Input for this task:
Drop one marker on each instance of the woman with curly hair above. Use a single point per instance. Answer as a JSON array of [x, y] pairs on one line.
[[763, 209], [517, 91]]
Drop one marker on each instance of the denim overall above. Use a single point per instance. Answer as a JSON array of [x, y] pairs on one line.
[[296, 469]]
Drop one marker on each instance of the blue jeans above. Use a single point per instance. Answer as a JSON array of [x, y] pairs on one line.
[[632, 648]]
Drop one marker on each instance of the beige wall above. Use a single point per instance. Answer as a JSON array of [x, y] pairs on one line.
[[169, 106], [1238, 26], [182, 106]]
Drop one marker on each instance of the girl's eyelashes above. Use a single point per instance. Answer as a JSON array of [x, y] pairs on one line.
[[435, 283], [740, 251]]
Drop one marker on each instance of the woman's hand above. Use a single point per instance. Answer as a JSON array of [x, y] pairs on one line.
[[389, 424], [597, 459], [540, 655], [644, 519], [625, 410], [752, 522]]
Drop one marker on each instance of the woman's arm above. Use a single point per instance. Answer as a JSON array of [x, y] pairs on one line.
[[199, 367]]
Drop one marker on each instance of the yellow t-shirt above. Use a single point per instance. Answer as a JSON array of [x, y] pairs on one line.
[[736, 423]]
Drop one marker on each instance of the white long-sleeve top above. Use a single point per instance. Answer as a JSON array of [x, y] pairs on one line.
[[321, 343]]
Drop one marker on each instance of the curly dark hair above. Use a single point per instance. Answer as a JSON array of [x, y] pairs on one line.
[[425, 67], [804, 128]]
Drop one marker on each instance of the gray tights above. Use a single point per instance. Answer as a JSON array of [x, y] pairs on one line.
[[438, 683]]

What is required: Reproduce word for word the items above, from the line containing "Drop one marker on each instance of the white" through the final line of the items, both included.

Answer to the exercise:
Drop one marker on each instance of the white long-sleeve top above. Use a single point per instance. Answer as a JSON array of [x, y] pairs on one line.
[[321, 343]]
Drop one marker on each instance of the curly dark hair above. Use a single point per instance. Answer as a JSON array of [x, y] pairs on one line.
[[425, 67], [804, 128]]
Drop one marker on each instance of the gray tights above. Use a single point per instance. Answer as a JSON array of [x, y] pairs on one line.
[[438, 683]]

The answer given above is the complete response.